● **Document passage**:
========================================

Medical marijuana cultivation is now underway in Illinois, setting the stage for the start of cannabis sales later this year.

Ataraxia – which won a cultivation license for a district in southeastern Illinois – received final authorization from the state’s agriculture department last Friday and started planting Monday afternoon, becoming one of the first companies to begin growing MMJ.

The development is a sign that the state’s medical cannabis program is finally moving forward after numerous delays and uncertainty tied the licensing process, giving frustrated dispensary owners hope that they can start serving patients – and generating revenue – soon.

“It’s a very important milestone in the program,” said Ross Morreale, the chief compliance officer for Ataraxia. “The next milestone will be product being available.”

A second cultivator was also issued a final authorization notice last week, but the state declined to identify the company.

Morreale said he believes that business is a day or so behind his. The soonest he expects to be able to provide oil-based product to dispensaries is October, with flower coming shortly thereafter.

Once dispensaries start opening, the industry could generate an estimated $15 million to $30 million in revenues during in the first 12 months of sales, according to the Marijuana Business Factbook. The total could rocket much higher if the state approves more medical conditions for the MMJ program, which is a good possibility.

The Chicago Tribune reported over the weekend that PharmaCann, a company with two cultivation licenses and four dispensary licenses, is on the brink of planting this week but needs to undergo at least one more inspection by state regulators on Tuesday.

“This is the first time when we can say, ‘Look, there are plans that are in motion,’” said Michael Mayes, CEO of the Chicago-based consultancy Quantum 9. “There have been a lot of roadblocks, but any positivity is always good.”

========================================

● **Records shown**:
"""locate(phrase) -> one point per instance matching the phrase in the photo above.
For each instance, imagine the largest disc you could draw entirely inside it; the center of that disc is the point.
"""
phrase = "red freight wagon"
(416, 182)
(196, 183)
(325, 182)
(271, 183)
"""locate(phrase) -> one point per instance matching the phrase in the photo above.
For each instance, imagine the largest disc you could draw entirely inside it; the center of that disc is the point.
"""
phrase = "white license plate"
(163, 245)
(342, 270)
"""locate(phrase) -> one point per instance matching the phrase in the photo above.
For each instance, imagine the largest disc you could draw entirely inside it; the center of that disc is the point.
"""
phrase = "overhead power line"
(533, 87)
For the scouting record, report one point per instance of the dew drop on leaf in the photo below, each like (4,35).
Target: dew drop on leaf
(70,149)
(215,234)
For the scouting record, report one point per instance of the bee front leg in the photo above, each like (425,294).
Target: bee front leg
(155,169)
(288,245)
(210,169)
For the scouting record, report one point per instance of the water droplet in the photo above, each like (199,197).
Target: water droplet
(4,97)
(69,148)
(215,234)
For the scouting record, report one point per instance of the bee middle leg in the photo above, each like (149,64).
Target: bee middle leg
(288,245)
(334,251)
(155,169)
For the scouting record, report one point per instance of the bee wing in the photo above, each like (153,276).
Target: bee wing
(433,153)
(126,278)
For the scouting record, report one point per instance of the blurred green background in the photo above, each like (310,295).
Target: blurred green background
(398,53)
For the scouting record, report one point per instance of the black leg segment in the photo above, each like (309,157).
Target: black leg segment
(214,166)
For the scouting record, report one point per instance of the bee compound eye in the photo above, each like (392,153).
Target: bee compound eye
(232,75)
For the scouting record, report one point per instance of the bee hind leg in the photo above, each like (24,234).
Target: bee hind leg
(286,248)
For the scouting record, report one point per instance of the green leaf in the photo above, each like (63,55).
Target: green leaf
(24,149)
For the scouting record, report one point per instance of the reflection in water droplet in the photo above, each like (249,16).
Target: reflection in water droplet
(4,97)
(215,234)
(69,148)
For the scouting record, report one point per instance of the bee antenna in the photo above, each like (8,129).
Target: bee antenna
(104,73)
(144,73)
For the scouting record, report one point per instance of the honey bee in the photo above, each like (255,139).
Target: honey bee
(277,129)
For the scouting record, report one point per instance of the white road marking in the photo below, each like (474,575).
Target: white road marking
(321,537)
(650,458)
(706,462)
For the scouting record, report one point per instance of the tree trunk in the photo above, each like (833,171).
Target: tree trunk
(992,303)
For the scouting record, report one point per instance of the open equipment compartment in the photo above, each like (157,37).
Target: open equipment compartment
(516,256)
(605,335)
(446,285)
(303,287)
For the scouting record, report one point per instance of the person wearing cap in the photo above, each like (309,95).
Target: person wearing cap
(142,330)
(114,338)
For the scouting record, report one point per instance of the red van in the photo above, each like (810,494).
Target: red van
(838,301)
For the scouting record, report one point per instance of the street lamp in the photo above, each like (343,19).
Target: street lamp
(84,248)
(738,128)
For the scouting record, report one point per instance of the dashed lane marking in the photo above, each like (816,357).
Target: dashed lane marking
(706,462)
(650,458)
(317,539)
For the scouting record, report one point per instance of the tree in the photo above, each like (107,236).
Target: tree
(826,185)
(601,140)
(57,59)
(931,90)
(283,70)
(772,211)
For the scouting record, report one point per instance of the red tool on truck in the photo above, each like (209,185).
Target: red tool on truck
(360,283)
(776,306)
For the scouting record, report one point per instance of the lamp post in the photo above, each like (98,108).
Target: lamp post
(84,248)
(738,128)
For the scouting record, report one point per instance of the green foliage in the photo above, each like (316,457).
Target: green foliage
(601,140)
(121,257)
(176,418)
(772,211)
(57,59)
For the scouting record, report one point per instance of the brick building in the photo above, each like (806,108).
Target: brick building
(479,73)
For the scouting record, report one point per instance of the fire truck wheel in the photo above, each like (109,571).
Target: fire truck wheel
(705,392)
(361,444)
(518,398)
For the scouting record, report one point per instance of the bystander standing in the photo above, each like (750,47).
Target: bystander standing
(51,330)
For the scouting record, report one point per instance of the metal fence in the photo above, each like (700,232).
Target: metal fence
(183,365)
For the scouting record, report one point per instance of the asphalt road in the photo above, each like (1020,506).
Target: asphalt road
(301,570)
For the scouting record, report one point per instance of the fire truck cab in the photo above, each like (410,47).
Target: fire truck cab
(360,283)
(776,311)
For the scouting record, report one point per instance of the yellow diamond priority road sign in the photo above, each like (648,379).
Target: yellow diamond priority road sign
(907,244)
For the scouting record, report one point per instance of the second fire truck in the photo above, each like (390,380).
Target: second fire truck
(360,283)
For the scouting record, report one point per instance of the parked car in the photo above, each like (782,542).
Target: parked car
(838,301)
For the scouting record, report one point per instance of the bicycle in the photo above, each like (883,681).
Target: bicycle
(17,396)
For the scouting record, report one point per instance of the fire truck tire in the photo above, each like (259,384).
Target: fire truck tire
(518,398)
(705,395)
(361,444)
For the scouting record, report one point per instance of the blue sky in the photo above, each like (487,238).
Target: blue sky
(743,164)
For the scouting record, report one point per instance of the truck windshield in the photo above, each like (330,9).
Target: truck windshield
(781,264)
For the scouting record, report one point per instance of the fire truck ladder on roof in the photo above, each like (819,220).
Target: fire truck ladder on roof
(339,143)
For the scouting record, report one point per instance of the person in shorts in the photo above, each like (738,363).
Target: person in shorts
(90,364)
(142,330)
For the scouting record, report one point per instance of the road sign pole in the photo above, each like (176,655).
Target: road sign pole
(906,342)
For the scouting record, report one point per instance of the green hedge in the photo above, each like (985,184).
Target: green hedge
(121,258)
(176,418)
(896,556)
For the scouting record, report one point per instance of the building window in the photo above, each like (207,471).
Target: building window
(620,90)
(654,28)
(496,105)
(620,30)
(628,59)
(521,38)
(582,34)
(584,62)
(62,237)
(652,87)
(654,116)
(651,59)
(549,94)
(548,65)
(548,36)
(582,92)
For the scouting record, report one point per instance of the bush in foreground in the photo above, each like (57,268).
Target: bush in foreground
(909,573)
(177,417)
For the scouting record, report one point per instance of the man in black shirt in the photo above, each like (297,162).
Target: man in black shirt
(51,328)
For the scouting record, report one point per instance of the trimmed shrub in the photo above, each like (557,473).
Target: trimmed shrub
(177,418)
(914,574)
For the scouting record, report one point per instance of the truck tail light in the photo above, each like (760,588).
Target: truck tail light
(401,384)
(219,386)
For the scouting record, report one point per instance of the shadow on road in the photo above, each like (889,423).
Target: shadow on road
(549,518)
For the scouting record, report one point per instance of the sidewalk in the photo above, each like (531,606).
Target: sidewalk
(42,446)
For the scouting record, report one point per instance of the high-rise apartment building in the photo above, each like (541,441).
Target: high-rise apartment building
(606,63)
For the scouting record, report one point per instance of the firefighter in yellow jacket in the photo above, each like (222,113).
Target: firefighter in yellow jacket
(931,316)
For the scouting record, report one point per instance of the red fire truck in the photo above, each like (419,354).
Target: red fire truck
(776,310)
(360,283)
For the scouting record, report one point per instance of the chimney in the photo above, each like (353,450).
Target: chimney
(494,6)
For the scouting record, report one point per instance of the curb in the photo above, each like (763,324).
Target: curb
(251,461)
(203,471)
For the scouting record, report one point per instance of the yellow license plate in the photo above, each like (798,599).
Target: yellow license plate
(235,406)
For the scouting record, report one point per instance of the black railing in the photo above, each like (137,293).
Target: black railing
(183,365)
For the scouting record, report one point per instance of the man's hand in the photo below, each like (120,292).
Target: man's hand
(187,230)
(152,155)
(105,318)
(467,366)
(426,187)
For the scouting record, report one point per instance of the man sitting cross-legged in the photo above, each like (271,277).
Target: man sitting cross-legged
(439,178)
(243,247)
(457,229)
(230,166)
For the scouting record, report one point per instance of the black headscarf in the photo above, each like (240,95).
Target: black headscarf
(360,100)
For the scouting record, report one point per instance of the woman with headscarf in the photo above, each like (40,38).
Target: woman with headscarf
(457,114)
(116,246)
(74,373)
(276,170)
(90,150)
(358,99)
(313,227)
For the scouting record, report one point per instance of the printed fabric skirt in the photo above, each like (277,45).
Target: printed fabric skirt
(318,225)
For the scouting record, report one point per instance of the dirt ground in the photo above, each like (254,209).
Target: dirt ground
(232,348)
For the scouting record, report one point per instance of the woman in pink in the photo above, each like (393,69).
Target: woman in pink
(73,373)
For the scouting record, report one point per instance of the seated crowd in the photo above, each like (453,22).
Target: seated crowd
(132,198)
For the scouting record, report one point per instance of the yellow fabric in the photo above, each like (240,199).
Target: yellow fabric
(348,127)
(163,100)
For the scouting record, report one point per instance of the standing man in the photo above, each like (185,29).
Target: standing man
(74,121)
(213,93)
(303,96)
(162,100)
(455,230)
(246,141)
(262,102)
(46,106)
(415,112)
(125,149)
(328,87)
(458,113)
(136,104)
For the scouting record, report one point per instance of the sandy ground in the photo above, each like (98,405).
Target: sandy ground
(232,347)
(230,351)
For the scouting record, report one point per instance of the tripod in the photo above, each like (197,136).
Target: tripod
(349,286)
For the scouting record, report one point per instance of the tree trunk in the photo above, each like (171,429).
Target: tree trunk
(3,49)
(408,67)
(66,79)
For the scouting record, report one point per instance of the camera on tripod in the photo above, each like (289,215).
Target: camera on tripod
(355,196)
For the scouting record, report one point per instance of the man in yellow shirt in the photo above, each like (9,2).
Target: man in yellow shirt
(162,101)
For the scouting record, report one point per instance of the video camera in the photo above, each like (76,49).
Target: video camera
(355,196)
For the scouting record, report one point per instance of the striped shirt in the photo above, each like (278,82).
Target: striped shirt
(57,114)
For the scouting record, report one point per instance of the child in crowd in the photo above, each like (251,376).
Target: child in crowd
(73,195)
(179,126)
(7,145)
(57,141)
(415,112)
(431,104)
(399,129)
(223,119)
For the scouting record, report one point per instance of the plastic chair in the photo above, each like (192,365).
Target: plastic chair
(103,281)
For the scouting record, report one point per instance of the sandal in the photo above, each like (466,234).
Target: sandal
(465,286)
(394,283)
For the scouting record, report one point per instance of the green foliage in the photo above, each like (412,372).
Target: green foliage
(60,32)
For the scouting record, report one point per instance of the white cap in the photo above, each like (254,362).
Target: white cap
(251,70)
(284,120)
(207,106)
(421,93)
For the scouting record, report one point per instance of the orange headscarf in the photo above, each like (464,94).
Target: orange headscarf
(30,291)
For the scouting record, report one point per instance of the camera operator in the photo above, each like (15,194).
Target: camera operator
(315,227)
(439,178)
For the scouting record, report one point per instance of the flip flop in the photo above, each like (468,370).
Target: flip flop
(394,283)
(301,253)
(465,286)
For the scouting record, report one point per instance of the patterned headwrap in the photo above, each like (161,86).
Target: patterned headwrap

========================================

● **What this task involves**:
In the article on Illinois medical marijuana cultivation, why could first-year revenue climb well above the estimated $15 million to $30 million? Answer in one to three sentences.

● **Your solution**:
Revenue could rise much higher if the state approves more medical conditions for the MMJ program. The article says this is a good possibility.